■ Document segment ■
━━━━

User:Kmenger/Tool Labs

From mediawiki.org

The etherpad for the Tool Labs doc sprint, July 23-25, 2013 is here: http://etherpad.wmflabs.org/pad/p/Tool_Labs_Sprint_July_23

The draft of the new Tool Labs guide: User:Kmenger/ToolLabsGuide

TODO for improvingTool Labs documentation [edit]

New questions for Coren

7.2 Connecting to the database replicas Well, this is kind of an old question, but I'm still confused about these database aliases, and the examples given are inconsistent. Currently, two examples for connecting to enwiki database are given:

1. mysql --defaults-file="${HOME}"/replica.my.cnf -h enwiki.labsdb enwiki_p 

and (from the FAQ)

2. mysql --defaults-file=~/replica.my.cnf -h enwiki.labsdb

[The FAQ example does not include the 'enwiki_p'] [MAP: because that example connects to the right cluster without connecting to a specific database, that's what you would do if you wanted to create a database on the same cluser as enwiki's]

The other examples (to wikidatawiki and commonswiki.labsdb) do not include the database alias (wikidatawiki_p, etc) either. Is example 1 a mistake? Or is the alias here important/should we update the other example?

━━━━

■ Tasks ■
1. List the wikis whose databases the Tool Labs page mentions connecting to, using the short identifiers it gives.
2. Please copy from the Tool Labs page the stretch from "2. mysql --defaults-file=~/replica.my.cnf" through "the other example?".

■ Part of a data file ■
━━━━

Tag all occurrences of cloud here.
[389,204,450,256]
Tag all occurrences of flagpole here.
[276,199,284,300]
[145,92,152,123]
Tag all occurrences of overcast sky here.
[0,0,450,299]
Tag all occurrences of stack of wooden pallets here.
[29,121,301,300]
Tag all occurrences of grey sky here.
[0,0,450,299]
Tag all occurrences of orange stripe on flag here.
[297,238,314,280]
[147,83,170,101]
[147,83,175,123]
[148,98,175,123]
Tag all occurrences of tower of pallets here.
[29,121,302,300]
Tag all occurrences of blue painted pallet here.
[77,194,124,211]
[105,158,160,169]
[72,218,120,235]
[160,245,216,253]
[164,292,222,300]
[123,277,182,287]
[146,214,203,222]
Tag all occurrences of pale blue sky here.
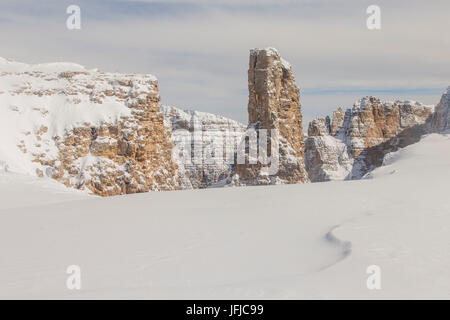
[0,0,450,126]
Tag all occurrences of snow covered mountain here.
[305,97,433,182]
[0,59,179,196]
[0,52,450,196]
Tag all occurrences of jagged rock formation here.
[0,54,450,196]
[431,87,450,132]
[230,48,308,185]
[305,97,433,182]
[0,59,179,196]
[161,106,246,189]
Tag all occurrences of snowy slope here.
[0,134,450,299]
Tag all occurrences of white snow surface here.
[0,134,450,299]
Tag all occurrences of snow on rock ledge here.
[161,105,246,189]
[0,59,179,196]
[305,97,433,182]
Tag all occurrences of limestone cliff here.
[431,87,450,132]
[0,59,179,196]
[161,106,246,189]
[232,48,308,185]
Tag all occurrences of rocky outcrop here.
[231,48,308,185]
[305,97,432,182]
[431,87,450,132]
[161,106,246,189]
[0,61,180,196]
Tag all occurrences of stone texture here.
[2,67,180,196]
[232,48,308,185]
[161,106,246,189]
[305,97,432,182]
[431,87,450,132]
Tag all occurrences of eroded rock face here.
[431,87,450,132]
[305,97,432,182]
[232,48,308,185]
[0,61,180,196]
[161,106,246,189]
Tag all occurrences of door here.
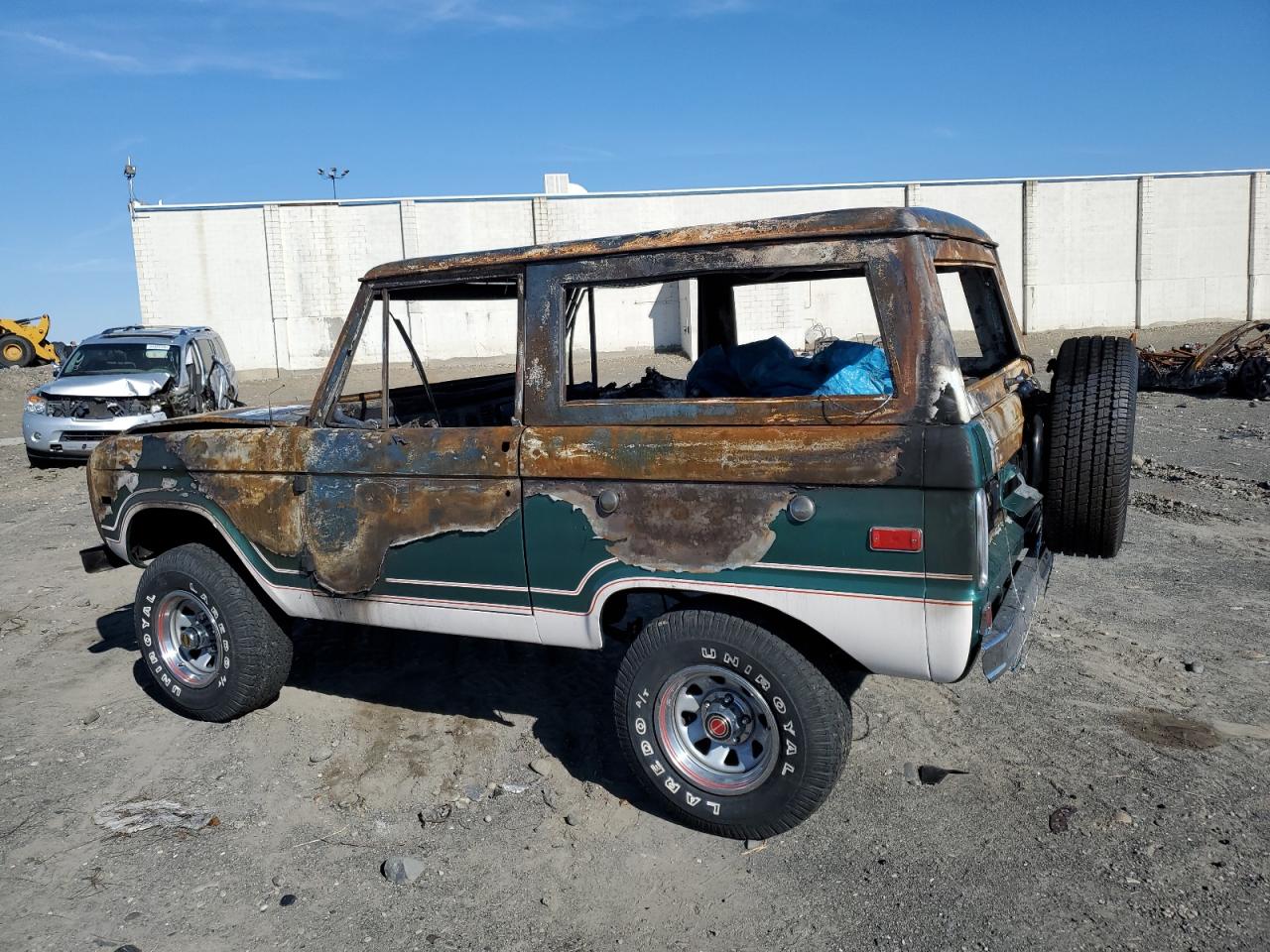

━━━━

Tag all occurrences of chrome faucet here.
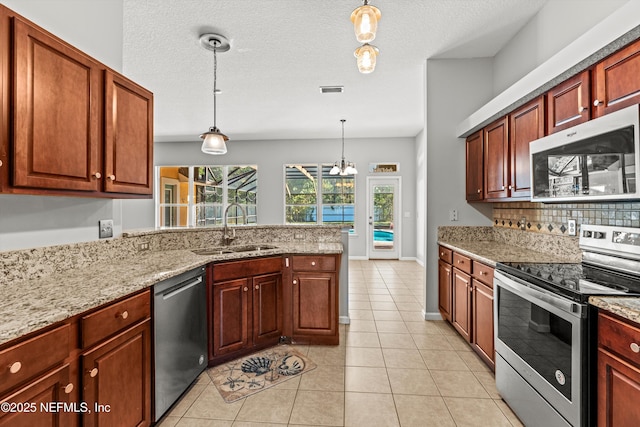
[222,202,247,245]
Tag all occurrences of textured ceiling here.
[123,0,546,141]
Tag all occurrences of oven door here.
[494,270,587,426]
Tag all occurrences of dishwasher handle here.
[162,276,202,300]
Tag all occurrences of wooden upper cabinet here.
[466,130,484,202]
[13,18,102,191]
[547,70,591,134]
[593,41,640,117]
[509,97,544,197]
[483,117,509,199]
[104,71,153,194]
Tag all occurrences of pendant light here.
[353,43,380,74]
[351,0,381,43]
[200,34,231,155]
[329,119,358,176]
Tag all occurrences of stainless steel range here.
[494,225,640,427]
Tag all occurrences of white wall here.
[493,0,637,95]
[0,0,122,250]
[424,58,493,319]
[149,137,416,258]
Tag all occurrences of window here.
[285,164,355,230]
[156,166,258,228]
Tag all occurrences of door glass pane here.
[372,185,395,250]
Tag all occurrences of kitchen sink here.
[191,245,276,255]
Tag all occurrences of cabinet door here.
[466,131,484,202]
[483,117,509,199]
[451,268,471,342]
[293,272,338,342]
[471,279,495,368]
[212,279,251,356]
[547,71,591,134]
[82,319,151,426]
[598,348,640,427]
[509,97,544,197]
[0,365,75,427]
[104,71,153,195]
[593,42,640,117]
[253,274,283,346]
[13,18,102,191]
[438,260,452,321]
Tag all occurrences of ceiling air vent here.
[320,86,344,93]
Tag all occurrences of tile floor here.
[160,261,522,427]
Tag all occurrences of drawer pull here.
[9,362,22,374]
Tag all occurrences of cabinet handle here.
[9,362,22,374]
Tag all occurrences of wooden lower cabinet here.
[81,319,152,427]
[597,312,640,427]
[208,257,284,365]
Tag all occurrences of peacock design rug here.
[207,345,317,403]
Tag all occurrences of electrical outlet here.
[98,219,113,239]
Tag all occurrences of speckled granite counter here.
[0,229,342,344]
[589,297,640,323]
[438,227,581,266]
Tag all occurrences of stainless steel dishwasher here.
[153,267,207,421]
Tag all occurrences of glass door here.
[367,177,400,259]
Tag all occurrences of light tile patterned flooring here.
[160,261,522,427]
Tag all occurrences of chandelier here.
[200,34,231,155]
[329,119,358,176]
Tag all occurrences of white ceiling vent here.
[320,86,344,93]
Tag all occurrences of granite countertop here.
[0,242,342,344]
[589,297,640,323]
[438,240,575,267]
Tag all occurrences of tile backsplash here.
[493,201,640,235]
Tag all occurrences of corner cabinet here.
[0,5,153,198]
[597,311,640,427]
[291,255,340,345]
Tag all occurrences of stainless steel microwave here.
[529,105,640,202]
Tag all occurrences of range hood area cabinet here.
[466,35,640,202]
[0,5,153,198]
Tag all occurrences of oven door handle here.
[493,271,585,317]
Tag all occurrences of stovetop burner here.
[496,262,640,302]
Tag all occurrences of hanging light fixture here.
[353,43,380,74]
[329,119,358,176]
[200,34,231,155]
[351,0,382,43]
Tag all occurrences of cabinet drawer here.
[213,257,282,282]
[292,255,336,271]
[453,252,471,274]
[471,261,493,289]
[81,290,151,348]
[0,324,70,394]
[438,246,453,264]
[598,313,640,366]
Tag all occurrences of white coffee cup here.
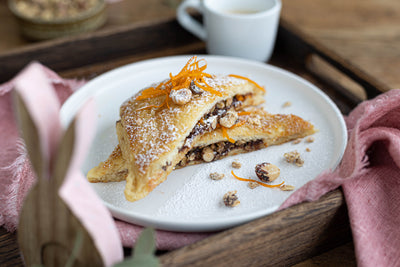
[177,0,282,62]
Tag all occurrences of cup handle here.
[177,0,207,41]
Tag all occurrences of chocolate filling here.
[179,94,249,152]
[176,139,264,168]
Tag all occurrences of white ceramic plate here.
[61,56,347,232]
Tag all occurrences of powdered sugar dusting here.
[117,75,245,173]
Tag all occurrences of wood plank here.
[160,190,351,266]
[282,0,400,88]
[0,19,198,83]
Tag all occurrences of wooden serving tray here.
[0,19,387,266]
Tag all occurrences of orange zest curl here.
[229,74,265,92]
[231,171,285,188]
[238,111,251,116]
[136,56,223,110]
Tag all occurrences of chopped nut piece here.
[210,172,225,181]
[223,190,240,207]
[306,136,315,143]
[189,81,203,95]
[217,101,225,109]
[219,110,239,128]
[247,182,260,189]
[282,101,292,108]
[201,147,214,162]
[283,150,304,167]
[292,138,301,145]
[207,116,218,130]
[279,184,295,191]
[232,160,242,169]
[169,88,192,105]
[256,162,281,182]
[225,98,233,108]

━━━━

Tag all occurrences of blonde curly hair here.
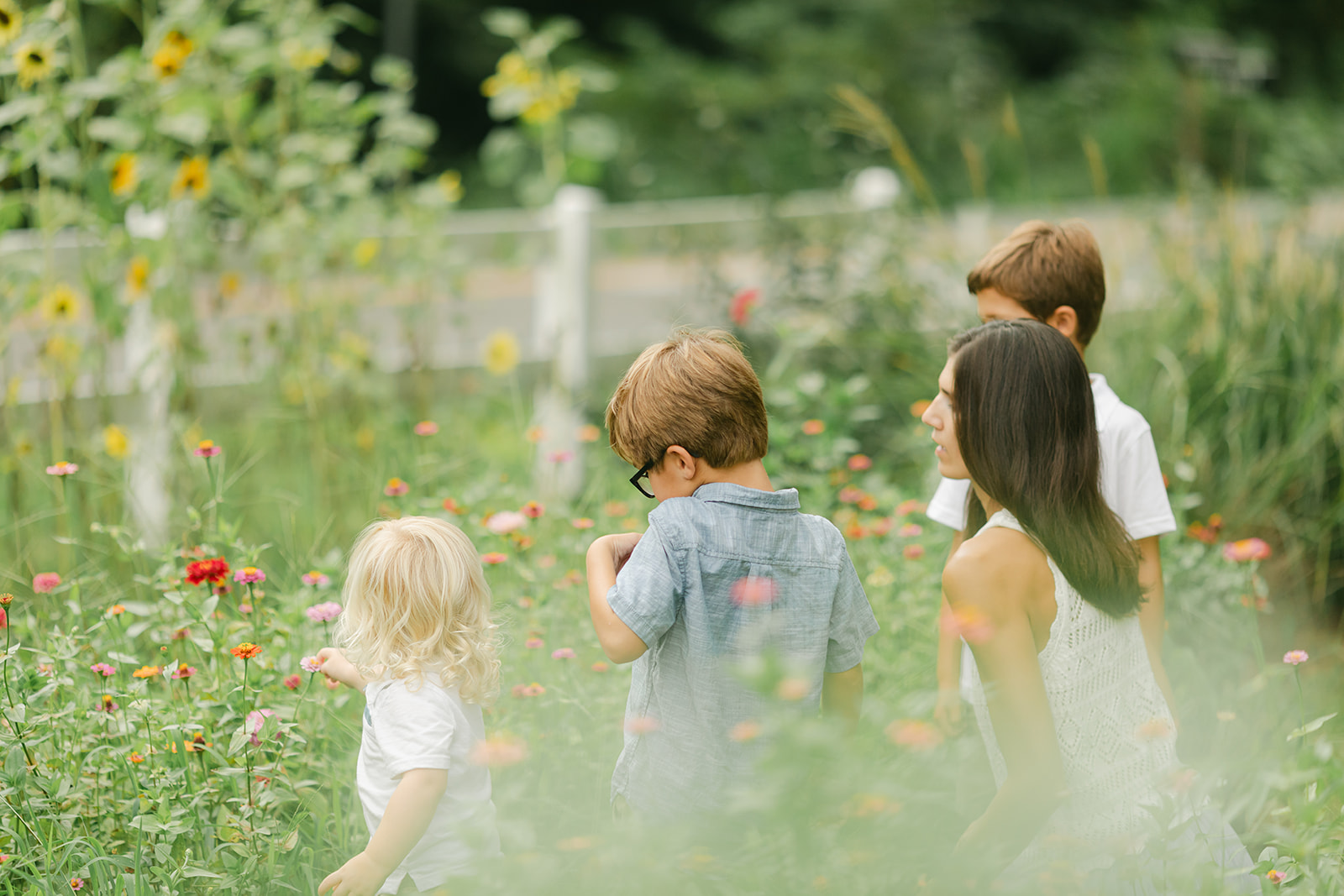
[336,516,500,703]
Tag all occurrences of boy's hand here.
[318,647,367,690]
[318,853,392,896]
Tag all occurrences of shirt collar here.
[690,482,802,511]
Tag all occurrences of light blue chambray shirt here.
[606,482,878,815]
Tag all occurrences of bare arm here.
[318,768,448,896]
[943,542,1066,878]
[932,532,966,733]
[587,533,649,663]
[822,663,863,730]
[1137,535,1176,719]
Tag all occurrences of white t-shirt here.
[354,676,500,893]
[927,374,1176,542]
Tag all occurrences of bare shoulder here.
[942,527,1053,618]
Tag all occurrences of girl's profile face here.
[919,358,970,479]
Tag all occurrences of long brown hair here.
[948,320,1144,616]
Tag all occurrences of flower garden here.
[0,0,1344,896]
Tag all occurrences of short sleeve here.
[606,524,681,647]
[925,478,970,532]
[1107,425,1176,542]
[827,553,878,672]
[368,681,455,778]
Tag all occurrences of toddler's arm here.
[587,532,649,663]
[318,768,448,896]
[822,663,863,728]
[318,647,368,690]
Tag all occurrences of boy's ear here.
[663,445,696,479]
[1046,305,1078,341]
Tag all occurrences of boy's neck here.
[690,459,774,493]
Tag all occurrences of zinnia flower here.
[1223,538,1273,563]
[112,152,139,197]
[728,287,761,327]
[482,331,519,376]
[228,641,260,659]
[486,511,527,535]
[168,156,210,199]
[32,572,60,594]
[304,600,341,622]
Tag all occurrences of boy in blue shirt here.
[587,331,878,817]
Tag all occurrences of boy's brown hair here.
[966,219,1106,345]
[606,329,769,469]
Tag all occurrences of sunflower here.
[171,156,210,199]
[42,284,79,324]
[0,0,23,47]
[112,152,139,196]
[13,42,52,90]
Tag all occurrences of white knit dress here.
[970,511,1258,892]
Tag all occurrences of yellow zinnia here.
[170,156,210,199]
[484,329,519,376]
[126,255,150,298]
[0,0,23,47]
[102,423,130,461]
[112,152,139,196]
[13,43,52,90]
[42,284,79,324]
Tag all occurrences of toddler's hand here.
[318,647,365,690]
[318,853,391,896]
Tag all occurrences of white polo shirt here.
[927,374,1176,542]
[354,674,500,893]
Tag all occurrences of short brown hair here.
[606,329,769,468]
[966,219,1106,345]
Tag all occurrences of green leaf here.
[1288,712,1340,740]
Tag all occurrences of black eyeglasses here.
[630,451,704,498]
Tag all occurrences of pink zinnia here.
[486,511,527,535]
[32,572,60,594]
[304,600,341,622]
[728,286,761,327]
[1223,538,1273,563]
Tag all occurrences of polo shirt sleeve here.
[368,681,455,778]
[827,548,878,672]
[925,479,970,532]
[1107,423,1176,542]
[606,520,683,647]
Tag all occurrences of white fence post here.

━━━━

■ Responses in order ■
1.
enwiki
wikidatawiki
commonswiki

2.
2. mysql --defaults-file=~/replica.my.cnf -h enwiki.labsdb

[The FAQ example does not include the 'enwiki_p'] [MAP: because that example connects to the right cluster without connecting to a specific database, that's what you would do if you wanted to create a database on the same cluser as enwiki's]

The other examples (to wikidatawiki and commonswiki.labsdb) do not include the database alias (wikidatawiki_p, etc) either. Is example 1 a mistake? Or is the alias here important/should we update the other example?